__ACTION ITEM__: The whole listing should come back exactly as written, except for the pictures.

__GIVEN DATA__:
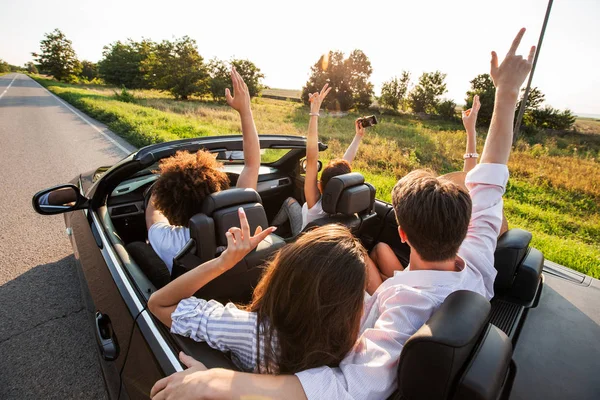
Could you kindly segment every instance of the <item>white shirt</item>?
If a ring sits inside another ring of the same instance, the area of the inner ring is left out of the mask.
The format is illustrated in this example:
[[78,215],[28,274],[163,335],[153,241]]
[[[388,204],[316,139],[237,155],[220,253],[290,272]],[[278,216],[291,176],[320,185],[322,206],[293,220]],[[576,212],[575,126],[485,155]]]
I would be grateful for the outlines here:
[[326,217],[328,215],[329,214],[323,211],[321,200],[317,201],[312,208],[308,208],[308,203],[304,203],[302,205],[302,229],[306,228],[306,225],[314,220]]
[[157,222],[148,229],[148,241],[161,260],[173,269],[173,258],[190,240],[190,230],[185,226],[173,226],[167,222]]
[[296,374],[308,399],[385,399],[397,388],[400,353],[411,337],[457,290],[494,296],[494,251],[502,224],[504,164],[479,164],[467,174],[473,202],[467,237],[458,250],[460,272],[398,271],[366,299],[361,335],[338,368]]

__RESPONSE TO THE EXERCISE__:
Could you kindly segment every instance of the <item>white shirt</item>?
If a ring sits inside another ring of the same instance, the area of the inner ring is left out of the mask.
The format is illustrated in this example:
[[78,215],[28,274],[163,335],[153,241]]
[[[388,204],[316,139],[237,155],[220,253],[290,272]],[[278,216],[291,176],[320,185],[322,206],[293,220]],[[576,212],[575,126],[485,155]]]
I would be grateful for the outlines here:
[[326,217],[328,215],[329,214],[323,211],[321,200],[317,201],[312,208],[308,208],[308,203],[304,203],[302,205],[302,229],[306,228],[306,225],[314,220]]
[[157,222],[148,229],[148,241],[161,260],[173,269],[173,258],[190,240],[190,230],[185,226],[173,226],[167,222]]
[[296,374],[308,399],[385,399],[397,388],[400,353],[411,337],[457,290],[494,296],[494,251],[502,224],[504,164],[479,164],[467,174],[473,202],[467,237],[458,250],[460,272],[398,271],[366,299],[361,335],[338,368]]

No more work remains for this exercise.